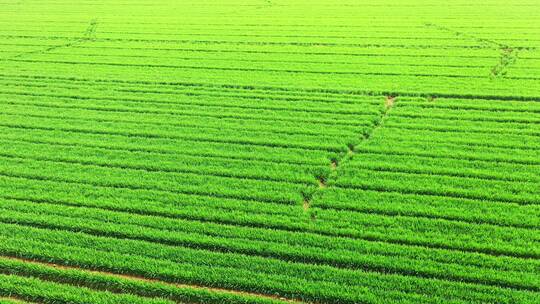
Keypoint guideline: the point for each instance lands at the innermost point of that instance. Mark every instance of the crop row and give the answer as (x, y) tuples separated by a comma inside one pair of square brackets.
[(375, 82), (318, 283), (239, 240)]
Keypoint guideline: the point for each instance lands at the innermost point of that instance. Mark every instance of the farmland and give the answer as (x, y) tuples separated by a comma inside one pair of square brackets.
[(269, 151)]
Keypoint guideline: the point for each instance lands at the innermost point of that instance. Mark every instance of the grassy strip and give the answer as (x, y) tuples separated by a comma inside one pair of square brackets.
[(235, 241), (168, 148), (131, 285), (32, 289), (436, 207), (165, 163), (381, 287), (187, 183), (431, 184)]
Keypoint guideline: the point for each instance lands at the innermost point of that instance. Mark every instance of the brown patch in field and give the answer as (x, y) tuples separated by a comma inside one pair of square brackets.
[(389, 102), (147, 280)]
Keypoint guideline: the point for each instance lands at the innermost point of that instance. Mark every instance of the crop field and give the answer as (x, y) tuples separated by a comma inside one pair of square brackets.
[(269, 151)]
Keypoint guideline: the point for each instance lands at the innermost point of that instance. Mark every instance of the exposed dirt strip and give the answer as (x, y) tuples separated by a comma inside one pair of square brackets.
[(281, 89), (334, 163), (147, 280), (15, 300)]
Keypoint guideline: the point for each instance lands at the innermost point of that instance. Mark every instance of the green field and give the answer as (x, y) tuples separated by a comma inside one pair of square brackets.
[(269, 151)]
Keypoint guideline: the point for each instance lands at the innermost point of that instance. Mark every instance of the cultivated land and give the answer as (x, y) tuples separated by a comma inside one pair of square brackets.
[(269, 151)]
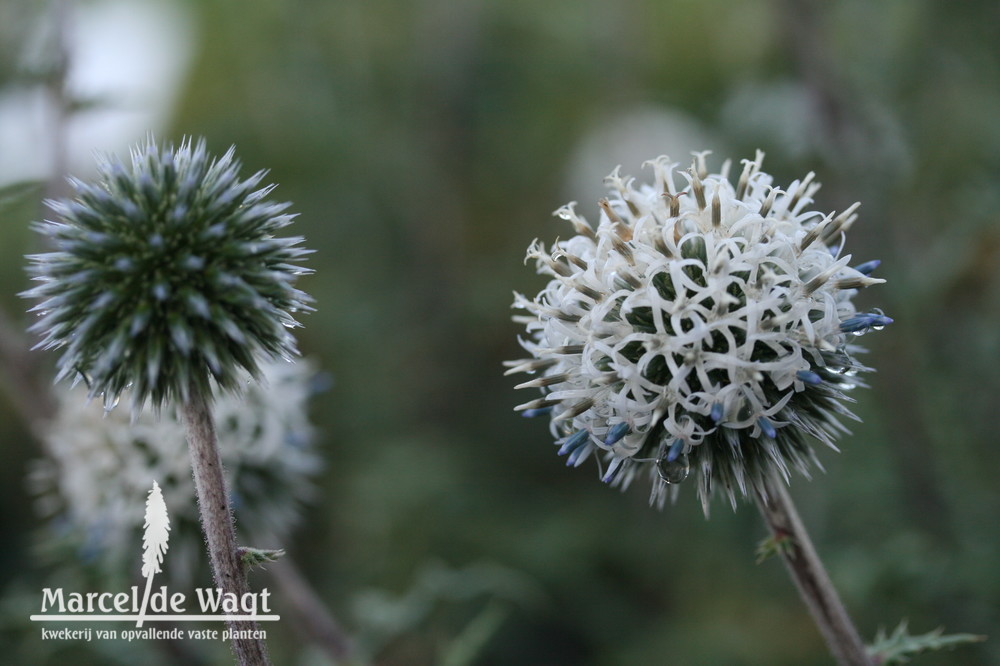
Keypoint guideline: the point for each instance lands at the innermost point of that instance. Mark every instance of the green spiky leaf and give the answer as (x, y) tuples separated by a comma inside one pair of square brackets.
[(898, 647)]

☆ ☆ ☆ ☆ ☆ ☆ ☆

Everything in the records above must be repeated exactly, apart from the pictures.

Finished exercise —
Keypoint guideline: the point for each instance lands at the innermost point of that instance. Mark every instance of the crop row and give the answer as (x, y) tuples separated by a comma inside one pair of square brackets.
[(375, 82), (318, 283), (239, 240)]
Keypoint guideline: the point for each instance lands at the innermost point of that instance. Mark every instance of the farmland and give the answer as (x, y) tuples separated by a comma inside one pair of square brackets.
[(269, 151)]
Keypoint guideline: the point for each instance lands at the innermost point of that instance. Mark every instance of the grassy strip and give the answer as (x, y) tuples separated by a comma inside one pair of square brackets.
[(235, 241), (168, 148), (131, 285), (32, 289), (436, 207), (165, 163), (381, 287), (187, 183), (431, 184)]
Keypoint guideline: the point for each instance lands at the innermost point of that instance. Mark every instance of the brown patch in field and give the answer as (x, y) tuples separated by a comma inside one pair of square brackets.
[(389, 102), (147, 280)]
Keypoint guideline: the point for each instance lands at the innermost point of that instance. Mark every instance of the crop field and give the answer as (x, y) tuples separated by a comma inside one pair of square brackets.
[(269, 151)]
Keypoint guideline: the point for each instance lands at the innermost point of that instance. Mark every instance of the exposed dirt strip and give the answer as (x, y) tuples separated by a comma inside one pair of square brackets.
[(281, 89), (334, 163), (147, 280), (15, 300)]
Keypoint guideline: the point for each instance lands at the innermost point of that instance. Mark every instance of the green field and give the answer as (x, y) tuples separated by a comma inside one pair of square brackets.
[(269, 151)]
Keypoint guideline: the point for each instance lands at the innermost point of that instance. Mark every instance of the cultivated land and give the answer as (x, y) tuples separated by a comma inside one pair of square brackets.
[(269, 151)]
Keypoint guideline: the point for each instance lands at the innermost point of that instance. Mark every instance of the green spiky leaf and give the answer as (x, y) tuples separated by a comma inside one pair of square brackets.
[(898, 647)]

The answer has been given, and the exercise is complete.